● Task details:
Copy every one of the records below line for line, changing nothing.

□ □ □ □ □ □ □

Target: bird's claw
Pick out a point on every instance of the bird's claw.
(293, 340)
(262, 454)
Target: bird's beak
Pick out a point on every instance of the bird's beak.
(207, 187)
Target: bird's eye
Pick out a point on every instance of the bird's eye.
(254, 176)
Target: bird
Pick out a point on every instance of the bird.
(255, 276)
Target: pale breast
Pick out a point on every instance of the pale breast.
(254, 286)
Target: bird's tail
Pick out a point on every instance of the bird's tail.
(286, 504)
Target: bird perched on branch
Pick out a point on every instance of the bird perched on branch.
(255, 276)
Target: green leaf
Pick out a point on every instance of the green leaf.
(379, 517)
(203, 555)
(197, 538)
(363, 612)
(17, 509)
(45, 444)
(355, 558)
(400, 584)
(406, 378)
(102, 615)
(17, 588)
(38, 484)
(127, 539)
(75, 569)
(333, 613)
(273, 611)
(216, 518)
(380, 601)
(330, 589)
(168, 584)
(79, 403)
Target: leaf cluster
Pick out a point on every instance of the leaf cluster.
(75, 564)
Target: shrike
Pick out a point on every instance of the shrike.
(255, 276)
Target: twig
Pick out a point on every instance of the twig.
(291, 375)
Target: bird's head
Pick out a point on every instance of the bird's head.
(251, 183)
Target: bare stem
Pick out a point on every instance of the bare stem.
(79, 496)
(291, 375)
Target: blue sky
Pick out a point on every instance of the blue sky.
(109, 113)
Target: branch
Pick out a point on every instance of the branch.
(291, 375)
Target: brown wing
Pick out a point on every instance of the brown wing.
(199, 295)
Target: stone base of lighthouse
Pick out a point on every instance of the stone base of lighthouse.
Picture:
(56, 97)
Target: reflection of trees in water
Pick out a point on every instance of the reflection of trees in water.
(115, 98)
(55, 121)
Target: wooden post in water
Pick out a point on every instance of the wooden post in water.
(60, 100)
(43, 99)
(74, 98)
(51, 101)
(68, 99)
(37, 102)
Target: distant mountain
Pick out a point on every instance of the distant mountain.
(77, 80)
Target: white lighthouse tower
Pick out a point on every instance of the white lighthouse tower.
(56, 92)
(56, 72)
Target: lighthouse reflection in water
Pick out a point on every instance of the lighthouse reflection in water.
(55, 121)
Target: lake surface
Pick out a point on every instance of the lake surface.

□ □ □ □ □ □ □

● Result for this task:
Target: bird's claw
Pick out a point on every instance of the bird's claw.
(293, 340)
(262, 454)
Target: bird's beak
Pick out a point on every instance of the bird's beak.
(207, 187)
Target: bird's eye
Pick out a point on every instance of the bird's eye.
(254, 176)
Target: bird
Pick out a point on every instance of the bird.
(255, 276)
Target: pale breast
Pick out a point on every instance of the pale breast.
(254, 286)
Target: bird's tail
Pick out a point on every instance of the bird's tail.
(286, 504)
Target: bird perched on branch
Pick out a point on every instance of the bird perched on branch.
(255, 276)
Target: green leaf
Pick out a point on every instance of the green leaf.
(379, 517)
(203, 555)
(197, 538)
(363, 612)
(17, 509)
(45, 444)
(355, 558)
(400, 584)
(406, 378)
(102, 615)
(17, 588)
(38, 484)
(127, 539)
(75, 569)
(333, 613)
(273, 611)
(216, 518)
(380, 601)
(330, 589)
(168, 584)
(79, 403)
Target: leaf cluster
Pick out a point on every instance of the leaf cluster.
(75, 564)
Target: shrike
Pick out a point on every instance of the shrike.
(255, 276)
Target: twig
Pick out a point on every instance of the twig.
(291, 375)
Target: bird's head
Pick out a point on every instance of the bird's head.
(251, 183)
Target: bare stem
Pick out a point on every instance of the bare stem.
(79, 496)
(291, 375)
Target: blue sky
Pick out a point on every instance of the blue sky.
(109, 113)
Target: branch
Pick out a point on every instance of the branch.
(291, 375)
Target: brown wing
Pick out a point on every instance of the brown wing.
(199, 295)
Target: stone base of lighthouse
Pick out a point on every instance of the stone base of lighthouse.
Picture:
(56, 97)
Target: reflection of trees in water
Pick out a point on every instance of the reflection of trees in water.
(115, 98)
(55, 121)
Target: wooden post in water
Pick out a point on every instance of the wooden post in water.
(60, 100)
(43, 99)
(74, 98)
(51, 101)
(68, 99)
(37, 102)
Target: distant mountain
Pick out a point on every instance of the distant mountain.
(77, 80)
Target: white lighthouse tower
Pick out a point on every instance of the white lighthouse tower.
(56, 92)
(56, 72)
Target: lighthouse reflection in water
Pick out a point on every instance of the lighthouse reflection in water.
(55, 121)
Target: lake surface
Pick out a point on every instance of the lake surface.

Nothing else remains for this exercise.